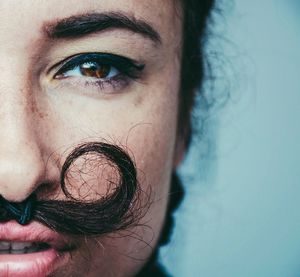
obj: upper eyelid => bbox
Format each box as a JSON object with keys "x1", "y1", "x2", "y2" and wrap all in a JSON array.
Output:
[{"x1": 47, "y1": 52, "x2": 145, "y2": 74}]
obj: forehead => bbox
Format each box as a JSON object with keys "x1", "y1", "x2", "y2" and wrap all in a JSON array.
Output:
[{"x1": 0, "y1": 0, "x2": 181, "y2": 45}]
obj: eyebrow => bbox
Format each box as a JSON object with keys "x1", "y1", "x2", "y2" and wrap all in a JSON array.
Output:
[{"x1": 44, "y1": 12, "x2": 161, "y2": 44}]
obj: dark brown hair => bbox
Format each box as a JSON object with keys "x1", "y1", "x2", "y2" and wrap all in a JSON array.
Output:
[{"x1": 178, "y1": 0, "x2": 215, "y2": 146}]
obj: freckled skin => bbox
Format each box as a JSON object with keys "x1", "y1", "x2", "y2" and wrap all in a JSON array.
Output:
[{"x1": 0, "y1": 0, "x2": 182, "y2": 277}]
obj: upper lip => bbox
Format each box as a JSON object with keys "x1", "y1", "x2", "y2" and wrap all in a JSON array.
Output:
[{"x1": 0, "y1": 221, "x2": 72, "y2": 251}]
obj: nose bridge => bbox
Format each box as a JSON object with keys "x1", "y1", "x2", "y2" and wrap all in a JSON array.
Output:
[{"x1": 0, "y1": 78, "x2": 45, "y2": 201}]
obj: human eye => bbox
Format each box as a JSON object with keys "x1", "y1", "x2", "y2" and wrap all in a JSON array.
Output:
[{"x1": 54, "y1": 53, "x2": 145, "y2": 92}]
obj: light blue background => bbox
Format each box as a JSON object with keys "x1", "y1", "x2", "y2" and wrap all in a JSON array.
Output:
[{"x1": 161, "y1": 0, "x2": 300, "y2": 277}]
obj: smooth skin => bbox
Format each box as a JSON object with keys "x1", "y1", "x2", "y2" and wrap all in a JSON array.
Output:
[{"x1": 0, "y1": 0, "x2": 182, "y2": 276}]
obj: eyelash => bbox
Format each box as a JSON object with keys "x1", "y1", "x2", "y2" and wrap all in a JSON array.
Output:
[{"x1": 54, "y1": 53, "x2": 145, "y2": 91}]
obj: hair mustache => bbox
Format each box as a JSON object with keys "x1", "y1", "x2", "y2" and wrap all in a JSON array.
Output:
[{"x1": 0, "y1": 142, "x2": 142, "y2": 236}]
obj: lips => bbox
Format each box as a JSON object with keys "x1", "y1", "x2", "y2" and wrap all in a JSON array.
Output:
[{"x1": 0, "y1": 221, "x2": 74, "y2": 277}]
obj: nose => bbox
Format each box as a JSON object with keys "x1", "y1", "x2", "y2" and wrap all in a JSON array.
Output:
[{"x1": 0, "y1": 91, "x2": 45, "y2": 202}]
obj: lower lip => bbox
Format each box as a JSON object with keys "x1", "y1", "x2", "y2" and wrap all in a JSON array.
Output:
[{"x1": 0, "y1": 248, "x2": 69, "y2": 277}]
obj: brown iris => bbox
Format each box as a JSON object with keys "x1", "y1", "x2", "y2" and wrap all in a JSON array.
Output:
[{"x1": 80, "y1": 62, "x2": 111, "y2": 79}]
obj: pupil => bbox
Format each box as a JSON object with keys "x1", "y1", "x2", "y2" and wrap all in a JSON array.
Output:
[{"x1": 80, "y1": 62, "x2": 111, "y2": 79}]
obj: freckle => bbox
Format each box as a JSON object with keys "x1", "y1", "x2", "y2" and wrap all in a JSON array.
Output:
[{"x1": 134, "y1": 96, "x2": 143, "y2": 107}]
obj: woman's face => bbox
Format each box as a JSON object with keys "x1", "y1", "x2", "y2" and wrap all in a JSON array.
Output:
[{"x1": 0, "y1": 0, "x2": 182, "y2": 276}]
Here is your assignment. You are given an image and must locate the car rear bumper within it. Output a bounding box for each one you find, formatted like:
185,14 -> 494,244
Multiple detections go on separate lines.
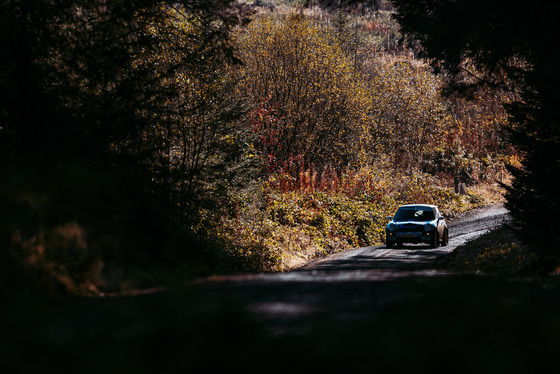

Prompt - Put the lines of the records into a numbered list, starting with the line that contains "obj: eyelash => bbox" and ending with the last line of the records, both included. Leave out blank lines and the pictures.

Response -
1. obj: eyelash => bbox
2. Format each box as a JSON object with keys "x1", "y1", "x2", "y2" and wrap all in a JSON array.
3. Output:
4. [{"x1": 54, "y1": 53, "x2": 145, "y2": 91}]
5. obj: hair mustache => bbox
6. Format each box as a JSON object with keys "x1", "y1", "x2", "y2" and wrap all in a JSON array.
7. Output:
8. [{"x1": 0, "y1": 142, "x2": 142, "y2": 236}]
9. obj: lips => bbox
10. Format each box as a JSON object with keys "x1", "y1", "x2", "y2" and wrap all in a JSON array.
11. Output:
12. [{"x1": 0, "y1": 221, "x2": 74, "y2": 277}]
13. obj: nose => bbox
14. Format each box as a JSON object with keys "x1", "y1", "x2", "y2" and wrap all in a JSON array.
15. Output:
16. [{"x1": 0, "y1": 91, "x2": 45, "y2": 202}]
17. obj: lower lip => bbox
18. Format each box as a JSON object with keys "x1", "y1", "x2", "y2" and wrap all in a JSON array.
19. Output:
20. [{"x1": 0, "y1": 248, "x2": 69, "y2": 277}]
21. obj: brown iris => bbox
22. Format each box as a JSON object with keys "x1", "y1", "x2", "y2" and wrap all in a JSON array.
23. Output:
24. [{"x1": 80, "y1": 62, "x2": 111, "y2": 79}]
25. obj: pupil => bbox
26. Format each box as a JSON object with keys "x1", "y1", "x2", "y2" and wrap all in a JSON array.
27. Output:
28. [{"x1": 80, "y1": 62, "x2": 111, "y2": 79}]
29. obj: freckle => bbox
30. Format each box as a JSON object with keys "x1", "y1", "x2", "y2" and wrap all in a JSON array.
31. Output:
32. [{"x1": 134, "y1": 96, "x2": 143, "y2": 107}]
33. obj: woman's face => bbox
34. Format each box as a JSON object with keys "x1", "y1", "x2", "y2" and wrap all in a JSON array.
35. Output:
36. [{"x1": 0, "y1": 0, "x2": 182, "y2": 276}]
37. Here is your assignment. You are given an image and must locate the car rear bumper within it. Output a bounding box for each one you find, formatted like:
38. 185,14 -> 494,244
39. Multiple detections go on separate lines.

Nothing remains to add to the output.